Your task is to gather the lines below that hold the string "positive".

### [Saved data entries]
==*==
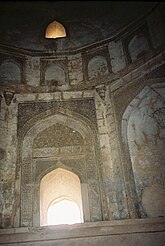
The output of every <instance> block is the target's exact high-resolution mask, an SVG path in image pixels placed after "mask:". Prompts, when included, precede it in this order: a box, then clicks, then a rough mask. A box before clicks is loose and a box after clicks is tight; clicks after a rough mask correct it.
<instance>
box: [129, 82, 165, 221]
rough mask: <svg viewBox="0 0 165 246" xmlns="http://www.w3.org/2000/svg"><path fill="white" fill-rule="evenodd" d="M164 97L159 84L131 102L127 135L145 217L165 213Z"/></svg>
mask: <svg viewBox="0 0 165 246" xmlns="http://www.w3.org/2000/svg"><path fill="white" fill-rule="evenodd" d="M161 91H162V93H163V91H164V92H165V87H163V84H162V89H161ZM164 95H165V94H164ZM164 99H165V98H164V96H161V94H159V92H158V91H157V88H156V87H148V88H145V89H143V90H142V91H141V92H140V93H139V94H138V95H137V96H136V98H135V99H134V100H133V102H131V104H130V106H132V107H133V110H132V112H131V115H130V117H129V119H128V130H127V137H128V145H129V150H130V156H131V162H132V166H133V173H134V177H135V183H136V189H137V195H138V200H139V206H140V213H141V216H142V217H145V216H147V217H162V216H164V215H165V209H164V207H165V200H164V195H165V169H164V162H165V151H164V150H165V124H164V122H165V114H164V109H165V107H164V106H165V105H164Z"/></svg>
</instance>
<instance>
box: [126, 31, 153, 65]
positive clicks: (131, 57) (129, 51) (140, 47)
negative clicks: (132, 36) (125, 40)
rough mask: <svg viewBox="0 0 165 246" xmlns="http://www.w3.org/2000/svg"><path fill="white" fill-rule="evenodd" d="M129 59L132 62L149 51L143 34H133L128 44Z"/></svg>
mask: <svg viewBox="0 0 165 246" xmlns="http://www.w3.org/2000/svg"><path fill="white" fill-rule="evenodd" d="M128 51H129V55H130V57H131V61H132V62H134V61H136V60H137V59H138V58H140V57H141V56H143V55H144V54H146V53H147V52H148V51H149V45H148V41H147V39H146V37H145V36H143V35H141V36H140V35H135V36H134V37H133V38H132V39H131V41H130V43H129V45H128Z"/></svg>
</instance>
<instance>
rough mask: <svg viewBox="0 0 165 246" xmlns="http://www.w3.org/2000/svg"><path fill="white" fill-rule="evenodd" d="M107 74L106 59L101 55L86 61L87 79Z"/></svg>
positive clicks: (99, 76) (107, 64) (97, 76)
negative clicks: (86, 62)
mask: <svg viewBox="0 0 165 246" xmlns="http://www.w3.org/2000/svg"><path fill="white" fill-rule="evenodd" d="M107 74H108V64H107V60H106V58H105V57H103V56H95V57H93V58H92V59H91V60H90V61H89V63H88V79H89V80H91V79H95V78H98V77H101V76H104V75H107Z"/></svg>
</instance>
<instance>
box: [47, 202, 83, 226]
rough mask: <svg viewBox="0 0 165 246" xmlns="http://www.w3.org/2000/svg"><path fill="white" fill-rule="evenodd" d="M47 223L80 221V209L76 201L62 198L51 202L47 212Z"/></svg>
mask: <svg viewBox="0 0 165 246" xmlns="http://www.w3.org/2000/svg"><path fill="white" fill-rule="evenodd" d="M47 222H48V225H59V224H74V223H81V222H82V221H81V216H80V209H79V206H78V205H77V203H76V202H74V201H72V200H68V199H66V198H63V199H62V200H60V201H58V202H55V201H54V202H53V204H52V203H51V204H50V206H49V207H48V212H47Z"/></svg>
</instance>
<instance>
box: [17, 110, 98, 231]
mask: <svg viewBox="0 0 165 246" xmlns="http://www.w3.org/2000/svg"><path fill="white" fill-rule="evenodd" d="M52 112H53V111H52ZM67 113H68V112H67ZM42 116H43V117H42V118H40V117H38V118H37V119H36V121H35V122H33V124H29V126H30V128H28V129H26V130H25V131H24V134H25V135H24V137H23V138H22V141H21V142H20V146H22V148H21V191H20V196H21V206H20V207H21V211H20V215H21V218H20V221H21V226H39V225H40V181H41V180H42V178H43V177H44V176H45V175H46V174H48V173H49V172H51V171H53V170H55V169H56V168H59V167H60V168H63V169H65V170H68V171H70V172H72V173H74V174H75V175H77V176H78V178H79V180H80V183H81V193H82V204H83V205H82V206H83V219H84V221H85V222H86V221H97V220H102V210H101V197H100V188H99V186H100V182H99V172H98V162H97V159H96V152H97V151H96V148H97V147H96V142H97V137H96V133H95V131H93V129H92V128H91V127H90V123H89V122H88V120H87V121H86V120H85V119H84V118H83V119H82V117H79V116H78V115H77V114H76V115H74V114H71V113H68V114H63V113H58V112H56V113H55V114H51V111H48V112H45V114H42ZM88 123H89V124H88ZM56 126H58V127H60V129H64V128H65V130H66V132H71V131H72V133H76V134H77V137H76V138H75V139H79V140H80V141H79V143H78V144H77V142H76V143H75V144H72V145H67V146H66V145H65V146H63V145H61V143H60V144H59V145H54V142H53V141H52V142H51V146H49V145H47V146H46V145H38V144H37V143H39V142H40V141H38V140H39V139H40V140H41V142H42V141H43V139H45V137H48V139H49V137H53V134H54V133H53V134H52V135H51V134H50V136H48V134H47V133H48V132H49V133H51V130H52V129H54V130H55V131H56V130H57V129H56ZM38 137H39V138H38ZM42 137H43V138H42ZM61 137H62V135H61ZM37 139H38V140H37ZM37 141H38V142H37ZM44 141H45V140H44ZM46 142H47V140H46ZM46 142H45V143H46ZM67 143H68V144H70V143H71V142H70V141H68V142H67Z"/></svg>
==*==
### [TASK ANSWER]
positive clicks: (131, 57) (129, 51) (140, 47)
positive clicks: (99, 76) (107, 64) (97, 76)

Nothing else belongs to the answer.